» **Data extract**:
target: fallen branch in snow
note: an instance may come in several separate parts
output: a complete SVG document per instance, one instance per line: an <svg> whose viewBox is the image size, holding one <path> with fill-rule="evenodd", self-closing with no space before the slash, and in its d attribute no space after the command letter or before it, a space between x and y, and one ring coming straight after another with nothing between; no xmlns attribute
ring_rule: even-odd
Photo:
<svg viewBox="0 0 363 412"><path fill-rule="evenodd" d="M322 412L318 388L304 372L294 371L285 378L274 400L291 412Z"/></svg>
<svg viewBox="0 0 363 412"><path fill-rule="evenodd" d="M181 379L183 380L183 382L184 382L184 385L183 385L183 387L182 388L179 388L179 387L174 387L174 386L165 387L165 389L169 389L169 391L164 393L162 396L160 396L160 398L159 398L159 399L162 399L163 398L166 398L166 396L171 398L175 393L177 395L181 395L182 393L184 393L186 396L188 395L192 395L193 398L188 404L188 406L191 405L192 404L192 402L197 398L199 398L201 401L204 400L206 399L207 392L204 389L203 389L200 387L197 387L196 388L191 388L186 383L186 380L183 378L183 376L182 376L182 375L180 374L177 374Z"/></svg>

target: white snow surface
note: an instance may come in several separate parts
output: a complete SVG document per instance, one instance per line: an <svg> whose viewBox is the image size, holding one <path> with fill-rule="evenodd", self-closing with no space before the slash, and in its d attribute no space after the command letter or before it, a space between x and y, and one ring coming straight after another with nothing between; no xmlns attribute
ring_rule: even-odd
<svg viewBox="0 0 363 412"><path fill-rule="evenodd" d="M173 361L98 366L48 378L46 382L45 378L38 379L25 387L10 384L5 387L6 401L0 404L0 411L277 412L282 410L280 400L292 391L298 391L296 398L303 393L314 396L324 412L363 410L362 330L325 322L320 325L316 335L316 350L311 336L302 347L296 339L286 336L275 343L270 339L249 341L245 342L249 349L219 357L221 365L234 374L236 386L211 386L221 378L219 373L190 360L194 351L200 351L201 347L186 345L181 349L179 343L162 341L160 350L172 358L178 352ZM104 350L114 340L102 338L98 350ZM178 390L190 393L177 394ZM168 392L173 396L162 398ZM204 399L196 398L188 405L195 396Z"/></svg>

» **Problem to solve**:
Express every line of the records as a JSON list of strings, with one string per line and blank lines omitted.

» **Complete response**:
[
  "target: fallen branch in snow",
  "note: an instance may come in several separate parts",
  "output: a complete SVG document per instance, one instance per line: an <svg> whose viewBox is the image size, holding one <path> with fill-rule=\"evenodd\", self-closing with no space before the slash, and in its d attribute no space after the command letter or before it, a space between x and y, and one ring coming straight after another with nothing between; no xmlns attribute",
  "ring_rule: even-odd",
  "Photo:",
  "<svg viewBox=\"0 0 363 412\"><path fill-rule=\"evenodd\" d=\"M322 412L318 388L304 372L294 371L285 378L274 400L291 412Z\"/></svg>",
  "<svg viewBox=\"0 0 363 412\"><path fill-rule=\"evenodd\" d=\"M181 379L183 380L183 382L184 382L184 385L183 385L183 387L182 388L179 388L179 387L174 387L174 386L165 387L165 389L169 389L169 391L164 393L162 396L160 396L160 398L159 398L159 399L162 399L163 398L166 398L166 396L171 398L175 393L177 395L181 395L182 393L184 393L186 396L188 395L192 395L193 398L188 404L188 406L191 405L192 404L192 402L197 398L199 398L201 401L204 400L206 399L207 392L204 389L203 389L200 387L197 387L196 388L191 388L186 383L186 380L183 378L183 376L182 376L182 375L180 374L177 374Z\"/></svg>",
  "target: white snow surface",
  "note: an instance may come in several separate parts",
  "output: a complete SVG document per instance, one instance per line: an <svg> whose viewBox is the image size, holding one <path> with fill-rule=\"evenodd\", self-closing with no space before the slash, and in its d attribute no space after the command letter or before it, a space between x and y, and one ring coming straight after another with nothing between; no xmlns attribute",
  "ring_rule: even-odd",
  "<svg viewBox=\"0 0 363 412\"><path fill-rule=\"evenodd\" d=\"M173 361L98 366L48 378L46 382L45 378L38 379L25 387L10 384L5 387L6 401L0 404L0 411L277 412L282 410L280 400L292 391L298 391L296 398L303 393L314 396L324 412L363 410L362 330L325 322L320 325L316 335L316 350L311 336L302 347L296 339L286 336L275 343L270 339L249 341L245 342L249 349L219 357L221 365L234 374L236 386L211 386L221 378L219 373L190 360L194 351L200 351L201 347L186 345L181 349L179 343L162 341L160 350L172 358L178 352ZM104 350L114 340L102 338L98 350ZM178 390L190 393L177 394ZM168 392L173 396L162 398ZM204 399L196 398L188 405L195 396Z\"/></svg>"
]